:: EXERCISE REQUIREMENTS ::
Below are some records; output exactly the lines from the line with "box: [162, 463, 222, 509]" to the line with "positive clicks: (286, 399)", both ends kept, and nothing more.
**********
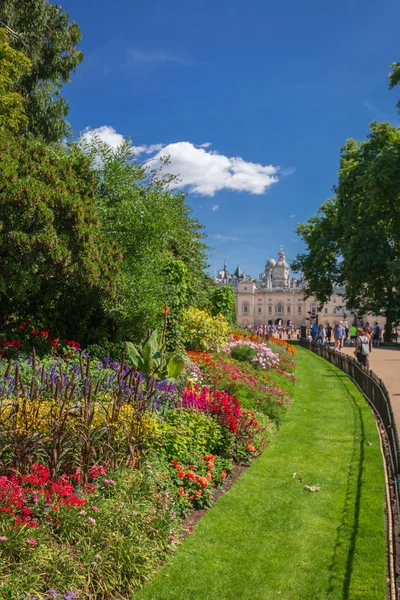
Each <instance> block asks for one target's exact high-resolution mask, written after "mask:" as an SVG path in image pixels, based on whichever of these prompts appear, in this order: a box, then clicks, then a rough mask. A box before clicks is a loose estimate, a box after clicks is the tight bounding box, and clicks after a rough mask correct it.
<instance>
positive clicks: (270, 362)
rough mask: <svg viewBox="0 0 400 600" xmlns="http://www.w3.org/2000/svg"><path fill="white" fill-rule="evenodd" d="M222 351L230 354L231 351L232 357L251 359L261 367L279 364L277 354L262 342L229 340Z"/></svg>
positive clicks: (256, 364) (241, 359)
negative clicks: (273, 351) (275, 353)
mask: <svg viewBox="0 0 400 600" xmlns="http://www.w3.org/2000/svg"><path fill="white" fill-rule="evenodd" d="M224 352H226V353H227V354H231V355H232V353H233V358H236V359H238V360H241V361H251V362H253V363H254V364H256V365H259V366H260V367H262V368H263V369H266V368H267V367H277V366H278V365H279V355H278V354H275V353H274V352H272V350H271V348H269V347H268V346H266V345H265V344H263V343H257V342H251V341H250V340H231V341H229V342H227V343H226V344H225V347H224Z"/></svg>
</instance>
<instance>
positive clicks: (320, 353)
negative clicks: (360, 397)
mask: <svg viewBox="0 0 400 600" xmlns="http://www.w3.org/2000/svg"><path fill="white" fill-rule="evenodd" d="M300 345H301V346H303V347H304V348H308V349H309V350H312V351H313V352H314V353H315V354H318V356H322V358H325V359H326V360H329V362H330V363H332V364H333V365H335V367H338V369H340V370H341V371H343V372H344V373H346V374H347V375H348V376H349V377H350V378H351V379H352V380H353V381H354V383H355V384H356V385H357V387H358V388H359V389H360V390H361V392H362V393H363V394H364V396H365V397H366V399H367V400H368V402H369V403H370V405H371V406H372V408H373V409H374V410H375V412H376V413H377V415H378V417H379V419H380V421H381V423H382V426H383V428H384V430H385V433H386V438H387V441H388V445H389V450H390V462H391V469H392V475H393V478H394V480H395V482H396V485H395V487H396V494H397V501H398V500H399V484H400V446H399V438H398V434H397V428H396V423H395V421H394V416H393V410H392V405H391V402H390V396H389V392H388V391H387V389H386V387H385V384H384V383H383V381H382V379H380V378H379V377H377V376H376V375H375V373H373V372H372V371H365V370H364V369H363V368H362V367H361V365H360V364H359V363H358V361H357V360H356V359H354V358H352V357H351V356H348V355H347V354H344V353H342V352H338V351H336V350H333V349H332V348H329V347H328V346H326V345H323V344H318V343H316V342H309V341H308V340H307V339H305V338H302V339H301V340H300Z"/></svg>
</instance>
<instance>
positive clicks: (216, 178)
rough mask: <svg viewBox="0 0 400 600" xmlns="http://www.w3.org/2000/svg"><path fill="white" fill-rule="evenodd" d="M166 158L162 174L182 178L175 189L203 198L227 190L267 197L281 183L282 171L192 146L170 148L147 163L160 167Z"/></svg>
mask: <svg viewBox="0 0 400 600" xmlns="http://www.w3.org/2000/svg"><path fill="white" fill-rule="evenodd" d="M165 156H169V158H170V161H169V164H168V165H164V166H163V167H162V171H163V172H164V173H165V174H173V175H177V176H178V178H179V179H178V181H175V182H173V183H172V186H173V187H176V188H187V189H188V191H189V192H192V193H195V194H200V195H202V196H214V194H215V193H216V192H218V191H220V190H224V189H225V190H232V191H243V192H250V193H251V194H264V193H265V192H266V190H267V189H268V188H269V187H270V186H271V185H272V184H273V183H276V182H277V181H278V178H277V177H276V173H277V172H278V170H279V167H274V166H272V165H267V166H263V165H261V164H259V163H253V162H246V161H245V160H244V159H243V158H241V157H228V156H224V155H223V154H218V153H217V152H214V151H207V150H206V149H205V148H199V147H196V146H195V145H194V144H192V143H190V142H177V143H174V144H168V145H167V146H165V147H164V148H163V149H162V150H160V151H159V152H158V153H157V154H156V155H155V156H154V157H153V158H151V159H150V160H149V161H148V165H149V167H150V168H157V167H161V165H162V160H161V159H162V157H165Z"/></svg>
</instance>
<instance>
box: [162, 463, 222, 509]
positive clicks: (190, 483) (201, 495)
mask: <svg viewBox="0 0 400 600" xmlns="http://www.w3.org/2000/svg"><path fill="white" fill-rule="evenodd" d="M193 463H194V464H188V465H187V466H183V465H181V464H179V462H178V461H177V460H173V461H172V465H173V467H172V469H171V471H172V477H173V480H174V481H175V485H176V487H177V488H178V489H179V498H180V510H181V512H182V513H183V514H185V513H187V512H189V511H190V509H193V508H194V509H202V508H208V507H209V506H211V503H212V496H213V494H212V491H213V488H218V487H220V486H221V485H222V484H223V482H224V480H225V479H226V477H227V475H228V474H229V473H230V472H231V470H232V464H231V463H230V461H228V460H225V459H221V458H219V457H216V456H214V455H213V454H208V455H206V456H203V458H202V459H201V460H199V459H197V460H195V461H193Z"/></svg>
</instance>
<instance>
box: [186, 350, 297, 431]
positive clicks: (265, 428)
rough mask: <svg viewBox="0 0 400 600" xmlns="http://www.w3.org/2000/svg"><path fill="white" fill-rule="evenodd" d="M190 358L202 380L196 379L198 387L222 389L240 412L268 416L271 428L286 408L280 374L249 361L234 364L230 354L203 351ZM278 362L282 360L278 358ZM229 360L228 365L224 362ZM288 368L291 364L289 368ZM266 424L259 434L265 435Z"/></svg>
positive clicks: (286, 399)
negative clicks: (243, 412)
mask: <svg viewBox="0 0 400 600" xmlns="http://www.w3.org/2000/svg"><path fill="white" fill-rule="evenodd" d="M190 357H191V359H192V361H194V362H195V364H198V365H199V366H200V368H201V372H202V377H201V378H200V377H198V376H197V378H196V379H197V381H198V385H199V384H202V385H210V386H211V387H212V389H219V390H226V391H227V392H228V393H229V394H231V395H232V396H234V397H236V398H237V400H238V401H239V403H240V405H241V407H242V409H243V410H244V411H257V419H258V420H259V419H260V413H262V414H263V415H265V416H266V417H268V419H269V420H271V421H272V422H273V423H274V424H275V425H279V424H280V423H281V422H282V418H283V416H284V414H285V413H286V411H287V408H288V407H289V406H290V401H289V396H290V394H289V392H288V391H287V388H289V389H291V385H292V384H291V383H289V382H288V381H287V380H286V381H284V382H283V381H282V380H283V379H285V376H284V375H283V371H281V372H278V371H276V370H273V371H272V370H269V369H266V370H264V369H258V368H257V367H256V364H255V363H253V362H250V363H249V362H240V363H239V362H238V361H236V360H235V359H233V357H232V355H225V356H224V357H222V356H218V355H211V354H210V353H207V352H198V351H197V352H190ZM281 360H282V359H281ZM227 361H229V362H227ZM291 366H292V365H291ZM270 430H271V426H270V424H269V423H268V422H267V423H265V424H264V431H263V435H264V436H268V431H270Z"/></svg>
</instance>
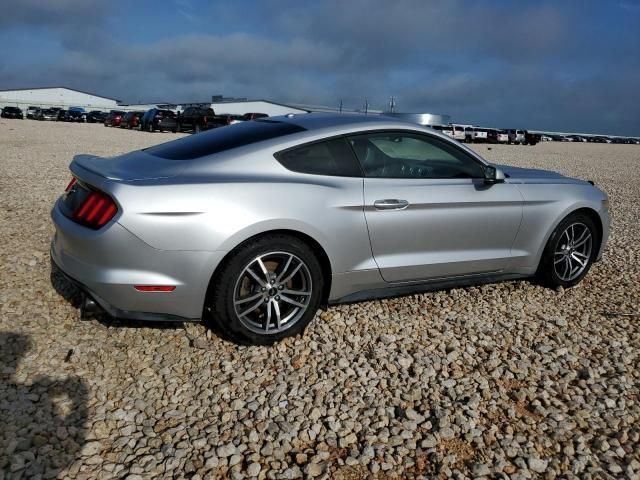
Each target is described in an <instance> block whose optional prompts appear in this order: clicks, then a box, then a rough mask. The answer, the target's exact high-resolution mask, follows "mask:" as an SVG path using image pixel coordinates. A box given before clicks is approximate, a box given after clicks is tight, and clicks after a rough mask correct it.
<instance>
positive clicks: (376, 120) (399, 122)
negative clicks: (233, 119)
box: [270, 113, 418, 130]
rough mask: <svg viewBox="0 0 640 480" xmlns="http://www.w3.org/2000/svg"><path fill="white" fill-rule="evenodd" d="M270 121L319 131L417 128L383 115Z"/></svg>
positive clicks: (337, 113)
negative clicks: (402, 127) (378, 128)
mask: <svg viewBox="0 0 640 480" xmlns="http://www.w3.org/2000/svg"><path fill="white" fill-rule="evenodd" d="M270 119H273V120H278V121H281V122H287V123H292V124H294V125H298V126H300V127H302V128H304V129H305V130H320V129H325V128H332V127H341V128H342V127H344V128H355V127H360V126H362V127H365V128H367V127H369V128H370V127H376V128H377V127H380V126H383V125H384V124H386V125H389V126H391V127H394V126H395V127H396V128H397V127H398V126H402V125H404V126H411V127H416V126H418V125H417V124H415V123H409V122H404V121H399V120H396V119H394V118H391V117H387V116H385V115H377V114H375V115H365V114H358V113H298V114H295V113H293V114H291V113H290V114H288V115H283V116H280V117H270Z"/></svg>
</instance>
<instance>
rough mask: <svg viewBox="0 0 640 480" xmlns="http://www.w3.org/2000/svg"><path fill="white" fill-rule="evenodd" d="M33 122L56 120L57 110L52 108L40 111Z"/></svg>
mask: <svg viewBox="0 0 640 480" xmlns="http://www.w3.org/2000/svg"><path fill="white" fill-rule="evenodd" d="M33 118H34V119H35V120H48V121H53V120H57V119H58V110H55V109H53V108H46V109H44V110H40V111H39V112H38V113H37V114H36V115H35V116H34V117H33Z"/></svg>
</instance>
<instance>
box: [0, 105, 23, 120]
mask: <svg viewBox="0 0 640 480" xmlns="http://www.w3.org/2000/svg"><path fill="white" fill-rule="evenodd" d="M0 117H2V118H17V119H18V120H24V114H23V113H22V110H21V109H20V108H18V107H4V108H3V109H2V113H0Z"/></svg>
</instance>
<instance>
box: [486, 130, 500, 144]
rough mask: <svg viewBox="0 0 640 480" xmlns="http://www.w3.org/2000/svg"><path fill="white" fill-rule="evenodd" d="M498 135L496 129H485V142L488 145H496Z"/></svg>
mask: <svg viewBox="0 0 640 480" xmlns="http://www.w3.org/2000/svg"><path fill="white" fill-rule="evenodd" d="M499 134H500V130H498V129H496V128H487V142H488V143H498V135H499Z"/></svg>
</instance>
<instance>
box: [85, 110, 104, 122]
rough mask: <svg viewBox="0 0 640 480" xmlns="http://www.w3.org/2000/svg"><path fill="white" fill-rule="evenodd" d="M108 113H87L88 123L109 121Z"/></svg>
mask: <svg viewBox="0 0 640 480" xmlns="http://www.w3.org/2000/svg"><path fill="white" fill-rule="evenodd" d="M107 115H108V113H107V112H102V111H100V110H91V111H90V112H89V113H87V123H104V121H105V120H106V119H107Z"/></svg>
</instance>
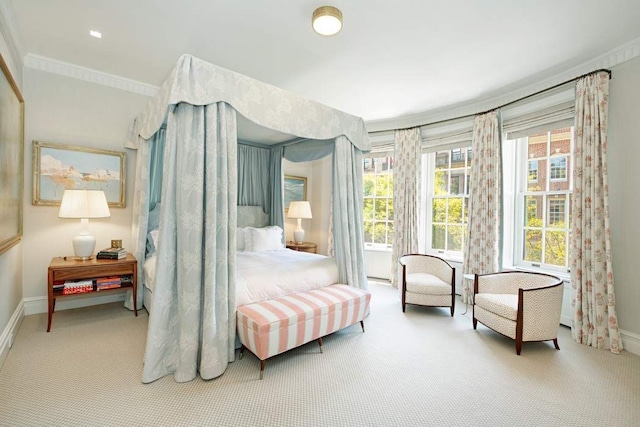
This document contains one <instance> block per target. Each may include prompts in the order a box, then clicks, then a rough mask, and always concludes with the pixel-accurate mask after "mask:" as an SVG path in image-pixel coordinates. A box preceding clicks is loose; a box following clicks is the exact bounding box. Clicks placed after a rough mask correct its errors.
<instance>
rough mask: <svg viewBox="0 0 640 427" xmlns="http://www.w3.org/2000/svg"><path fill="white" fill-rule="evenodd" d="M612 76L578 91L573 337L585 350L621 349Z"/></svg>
mask: <svg viewBox="0 0 640 427" xmlns="http://www.w3.org/2000/svg"><path fill="white" fill-rule="evenodd" d="M608 104H609V75H608V74H607V73H598V74H593V75H590V76H587V77H584V78H582V79H580V80H579V81H578V84H577V86H576V118H575V150H574V159H575V160H574V162H575V164H574V168H573V180H574V181H573V185H574V189H573V203H572V209H571V218H572V219H573V223H572V231H571V288H572V293H571V294H572V296H571V305H572V307H573V320H572V327H571V331H572V335H573V338H574V339H575V340H576V341H577V342H579V343H581V344H585V345H589V346H592V347H597V348H601V349H610V350H611V352H612V353H619V352H620V351H621V350H622V348H623V347H622V339H621V337H620V333H619V330H618V319H617V315H616V310H615V294H614V291H613V268H612V264H611V260H612V253H611V227H610V223H609V191H608V176H607V122H608Z"/></svg>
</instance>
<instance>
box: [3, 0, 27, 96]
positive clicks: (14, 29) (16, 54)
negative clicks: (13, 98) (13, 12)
**********
:: OUTPUT OF THE EXERCISE ::
box: [162, 463, 222, 509]
positive clicks: (190, 483) (201, 495)
mask: <svg viewBox="0 0 400 600" xmlns="http://www.w3.org/2000/svg"><path fill="white" fill-rule="evenodd" d="M193 463H194V464H188V465H187V466H183V465H181V464H179V462H178V461H177V460H173V461H172V465H173V467H172V469H171V471H172V477H173V480H174V481H175V485H176V487H177V488H178V489H179V498H180V510H181V512H182V513H183V514H185V513H187V512H189V511H190V509H193V508H194V509H202V508H208V507H209V506H211V503H212V496H213V494H212V491H213V488H218V487H220V486H221V485H222V484H223V482H224V480H225V479H226V477H227V475H228V474H229V473H230V472H231V470H232V464H231V463H230V461H228V460H225V459H221V458H219V457H216V456H214V455H213V454H208V455H206V456H203V458H202V459H201V460H199V459H197V460H195V461H193Z"/></svg>
</instance>
<instance>
box: [186, 350, 297, 431]
positive clicks: (265, 428)
rough mask: <svg viewBox="0 0 400 600" xmlns="http://www.w3.org/2000/svg"><path fill="white" fill-rule="evenodd" d="M190 358L202 380L196 379L198 387L222 389L240 412L268 416L271 428L286 408L280 374L249 361L234 364L230 354L203 351ZM278 362L282 360L278 358ZM229 360L228 365L224 362ZM288 368L291 364L289 368ZM266 424L259 434L265 435Z"/></svg>
positive clicks: (286, 399)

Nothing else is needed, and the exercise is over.